Copy every one of the following records word for word, leaving nothing out and changing nothing.

── Excerpted data

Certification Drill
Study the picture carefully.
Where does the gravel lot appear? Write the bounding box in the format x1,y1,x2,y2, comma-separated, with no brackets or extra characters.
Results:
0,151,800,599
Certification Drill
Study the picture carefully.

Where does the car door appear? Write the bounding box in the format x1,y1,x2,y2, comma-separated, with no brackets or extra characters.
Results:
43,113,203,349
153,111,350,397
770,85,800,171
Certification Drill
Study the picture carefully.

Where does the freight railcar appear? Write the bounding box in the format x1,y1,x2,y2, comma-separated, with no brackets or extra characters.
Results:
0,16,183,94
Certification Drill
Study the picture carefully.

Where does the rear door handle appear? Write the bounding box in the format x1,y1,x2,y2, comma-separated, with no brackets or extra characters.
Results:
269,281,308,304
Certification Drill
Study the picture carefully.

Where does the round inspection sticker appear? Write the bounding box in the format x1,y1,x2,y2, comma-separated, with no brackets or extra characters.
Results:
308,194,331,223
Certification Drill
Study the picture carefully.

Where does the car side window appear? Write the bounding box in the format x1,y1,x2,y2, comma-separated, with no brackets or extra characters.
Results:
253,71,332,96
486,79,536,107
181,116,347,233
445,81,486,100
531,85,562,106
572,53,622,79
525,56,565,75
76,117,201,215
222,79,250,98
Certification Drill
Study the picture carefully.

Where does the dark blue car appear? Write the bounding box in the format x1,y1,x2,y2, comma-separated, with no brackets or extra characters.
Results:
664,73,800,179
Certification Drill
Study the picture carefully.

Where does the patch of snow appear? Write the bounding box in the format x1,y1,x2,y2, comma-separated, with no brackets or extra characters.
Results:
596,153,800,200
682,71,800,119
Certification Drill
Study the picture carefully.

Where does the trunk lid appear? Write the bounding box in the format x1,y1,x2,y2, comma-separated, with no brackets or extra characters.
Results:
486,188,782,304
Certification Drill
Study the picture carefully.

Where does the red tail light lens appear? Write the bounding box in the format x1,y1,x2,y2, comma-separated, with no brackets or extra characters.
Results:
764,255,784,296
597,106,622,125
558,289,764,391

────

### [Response to this exercise]
Certification Drill
Study the picture carefully.
Where does the gravel lot appear? Write the bounding box in the format x1,y1,x2,y2, comma-separated, with no brackets or extra characters.
Results:
0,151,800,599
Certification Drill
Study the picture carefully.

Where does the car door appear? Write the bounding box in the format x1,y1,x2,y2, comma-separated, with no brackets or extra characters.
Results:
43,113,203,349
153,111,350,397
770,85,800,171
Certification Drill
Study the picture carefully.

Where does the freight railcar appear? Write the bounding box in the format x1,y1,x2,y2, comma-separated, with no brackets or extra characters.
Results:
0,16,183,94
Certification Drill
Study the picture carefully.

Where does the rear door handle appear? Write the bounding box in the format x1,y1,x2,y2, comma-separated, with no brackets or extra characters.
Results:
269,281,308,304
Certification Drill
Study the picture carefully.

Where does the round inspection sticker appear? Write the bounding box in the format x1,y1,x2,y2, comma-separated, with no brackets or extra characters.
Results:
308,194,331,223
Certification Drill
Study the picture carefully.

Where does the car side window appear? Write the bounding box in the format x1,y1,x2,y2, comma-separated, with no brackets or extra characters.
Results:
253,71,332,96
486,79,536,107
181,116,347,233
445,81,486,100
531,85,562,106
572,53,622,79
525,56,565,75
76,117,201,215
222,79,250,98
Certification Drill
Study the picture carefully.

Where does the dark blue car appear? Write the bounding box in the format x1,y1,x2,y2, comma-separated, with no brackets or extra characters.
Results:
664,73,800,179
Certification Drill
Study the picture carefully.

Where does the patch of snow appear? Write the bounding box in the format x1,y1,x2,y2, comma-separated, with no brackets or extra characters.
Results:
596,153,800,200
682,71,800,119
Certification Drill
Study the picture carefully.

Where does the trunk lid appear? Write the bounding box in the format x1,y1,x2,y2, comma-separated, with no brackets or extra characters.
Results:
486,188,782,304
Certification Drill
Study the picture carefully.

Where does the red tail light lens appear? Write the bounding box in the format x1,y1,x2,y2, comma-separated, with no brackets or extra characters.
Results:
764,255,784,296
597,106,622,125
558,289,764,391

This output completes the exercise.